Pointing records

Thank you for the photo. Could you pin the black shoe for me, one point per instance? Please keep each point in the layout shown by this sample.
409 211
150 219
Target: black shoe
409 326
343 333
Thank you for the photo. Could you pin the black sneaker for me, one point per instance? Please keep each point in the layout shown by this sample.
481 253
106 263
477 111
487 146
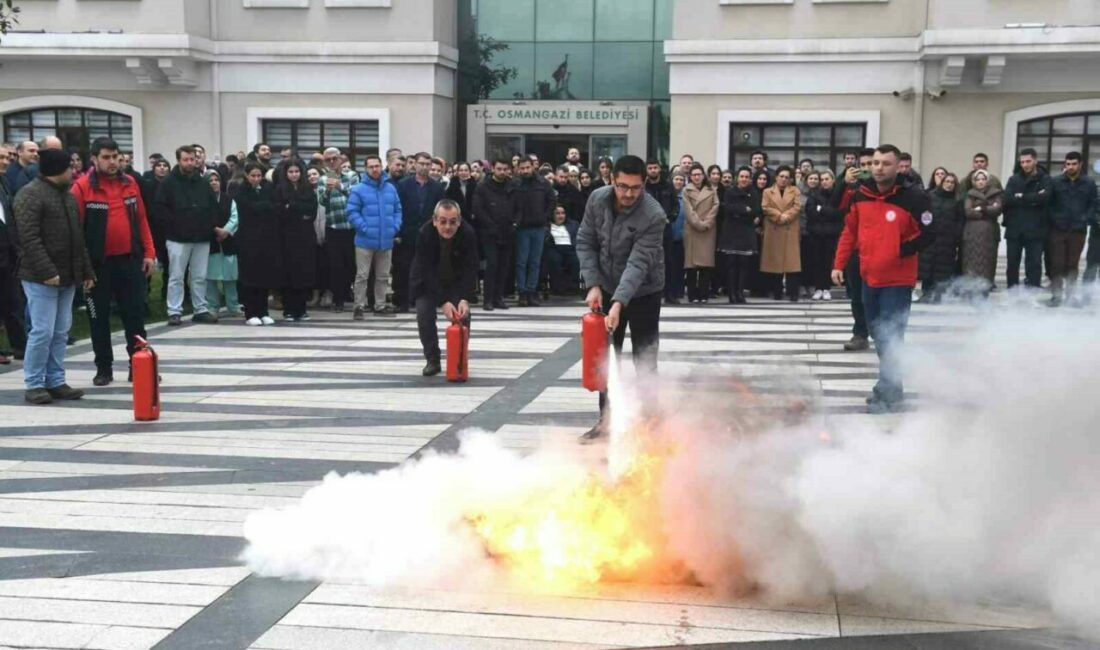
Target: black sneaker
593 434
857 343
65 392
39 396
==
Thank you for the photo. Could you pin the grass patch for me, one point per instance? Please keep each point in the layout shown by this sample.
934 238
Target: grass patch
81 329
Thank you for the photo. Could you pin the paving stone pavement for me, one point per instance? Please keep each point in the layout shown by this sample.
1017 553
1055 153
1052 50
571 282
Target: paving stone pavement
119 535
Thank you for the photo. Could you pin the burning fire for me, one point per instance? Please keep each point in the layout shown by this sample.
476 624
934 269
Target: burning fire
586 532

Set task:
Count the lines in the records above that contain the word "sneaker", and reply with the number alone.

Solution to the exercise:
2